How to complete this task:
Each record, exactly as written, should be printed again.

Materials provided:

#####

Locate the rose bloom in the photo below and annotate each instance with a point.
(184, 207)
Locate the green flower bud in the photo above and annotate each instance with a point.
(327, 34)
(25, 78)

#####

Task response:
Locate the rose bloom in the photo below and annotate each instance with a point.
(184, 207)
Locate the green flower bud in the photo above and annotate each instance with a point.
(327, 34)
(25, 78)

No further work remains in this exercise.